Data management
HDFS stands for Hadoop Distributed File System. HDFS is a highly fault-tolerant file system and is designed to be deployed on low-cost hardware. HDFS provides high throughput access to application data and is suitable for analyses that use large datasets.
File Permissions and Access Control Lists
You can share files with others using access control lists (ACLs). An ACL gives you per-file, per-directory and per-user control over who has permission to access files. You can see the ACL for a file or directory with the getfacl command:
hdfs dfs -getfacl /user/<net_id>_nyu_edu/testdir
To modify permissions for files or directories, use setfacl
hdfs dfs -setfacl -R -m user:<net_id>_nyu_edu:rwx /user/<net_id>_nyu_edu/testdir
hdfs dfs -setfacl -R -m default:user:<net_id>_nyu_edu:rwx /user/<net_id>_nyu_edu/testdir
To open the subdirectory permission to others, you need to open each higher level directory's navigation permission too:
hdfs dfs -setfacl -m user:<net_id>_nyu_edu:--x /user/<net_id>_nyu_edu
Uploading Data to HDFS from Your Computer
Small Transfers
You can add smaller files to HDFS by copying them to your local filesystem / non-HDFS home directory and then copying them from there to HDFS. Note that there is a limit on the size of your local filesystem home directory, so you should only perform these steps for smaller amounts of data- for larger datasets you should use the method described in the Large Transfers section.
- Navigate to the command line interface by going to
http://dataproc.hpc.nyu.edu/ssh
. - In the upper right portion of the header banner, select Upload File. Use the web browser dialog to select your file.
- Once the file is uploaded to your Unix directory, run the following command to copy it into HDFS:
hdfs dfs -put /home/<your_netid>_nyu_edu/<path_to_file> <hdfs_path>
To retrieve data from HDFS and copy it to your local filesystem home directory, you can use one of the following commands:
hdfs dfs -get <hdfs_path> /home/<your_netid>_nyu_edu/<path_to_file>
hdfs dfs -copyToLocal <hdfs_path> /home/<your_netid>_nyu_edu/<path_to_file>
You can then download data by going to the upper right corner of the window in the command line interface and selecting the Download File option and entering a file path (i.e., /home/<your_netid>_nyu_edu/<path_to_file>
).
To list files in HDFS, use the following command:
hdfs dfs -ls
Large Transfers
To upload large datasets to HDFS, first navigate to the data ingest website at https://dataproc.hpc.nyu.edu/ingest. The data ingest website provides a web interface for temporary cloud-based bucket storage. Any datasets that are uploaded to the data ingest website will remain there for 2 days. Before these 2 days have elapsed, you will need to upload your datasets to your HDFS home directory. To do that you can use the following command after logging in:
hadoop distcp gs://nyu-dataproc-hdfs-ingest/<file_or_folder_name> /user/<your_net_id>_nyu_edu
You can find the full path to your file/folder in the ingest storage by clicking on it in the web interface and then scrolling down to the gsutil URI field in the Live Object tab.

■ ■ ■ ■

_Exercise:_ Rewrite the HDFS guide from "- Navigate to" to "select your file.", putting "title bar" wherever "header banner" appears.

_Stored rows:_
■ ■ ■ ■

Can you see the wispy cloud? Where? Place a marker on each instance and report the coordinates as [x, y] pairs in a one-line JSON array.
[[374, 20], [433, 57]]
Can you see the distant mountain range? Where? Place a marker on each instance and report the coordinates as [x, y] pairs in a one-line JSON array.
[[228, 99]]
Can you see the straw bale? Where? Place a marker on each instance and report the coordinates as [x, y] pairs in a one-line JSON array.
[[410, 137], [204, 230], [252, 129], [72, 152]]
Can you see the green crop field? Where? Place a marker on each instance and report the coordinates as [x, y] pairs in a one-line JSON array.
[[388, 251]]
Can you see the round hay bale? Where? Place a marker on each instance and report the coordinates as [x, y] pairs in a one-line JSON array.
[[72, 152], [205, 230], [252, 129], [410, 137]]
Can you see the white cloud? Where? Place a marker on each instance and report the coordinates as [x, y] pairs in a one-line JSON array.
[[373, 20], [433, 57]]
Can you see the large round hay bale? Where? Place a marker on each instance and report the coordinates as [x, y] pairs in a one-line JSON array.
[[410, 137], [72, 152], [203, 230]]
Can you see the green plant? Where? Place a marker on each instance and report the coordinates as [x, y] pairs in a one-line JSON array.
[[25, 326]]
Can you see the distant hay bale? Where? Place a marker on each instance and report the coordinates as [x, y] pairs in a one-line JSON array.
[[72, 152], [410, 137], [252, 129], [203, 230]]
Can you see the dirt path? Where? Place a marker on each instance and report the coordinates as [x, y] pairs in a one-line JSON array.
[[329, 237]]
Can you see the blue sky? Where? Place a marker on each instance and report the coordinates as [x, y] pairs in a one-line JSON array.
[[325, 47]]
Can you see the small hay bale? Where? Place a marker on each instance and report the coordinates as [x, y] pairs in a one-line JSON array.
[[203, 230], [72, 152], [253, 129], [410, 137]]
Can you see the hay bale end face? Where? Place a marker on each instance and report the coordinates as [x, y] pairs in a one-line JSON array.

■ ■ ■ ■

_Result of this exercise:_
- Navigate to the command line interface by going to
http://dataproc.hpc.nyu.edu/ssh
. - In the upper right portion of the title bar, select Upload File. Use the web browser dialog to select your file.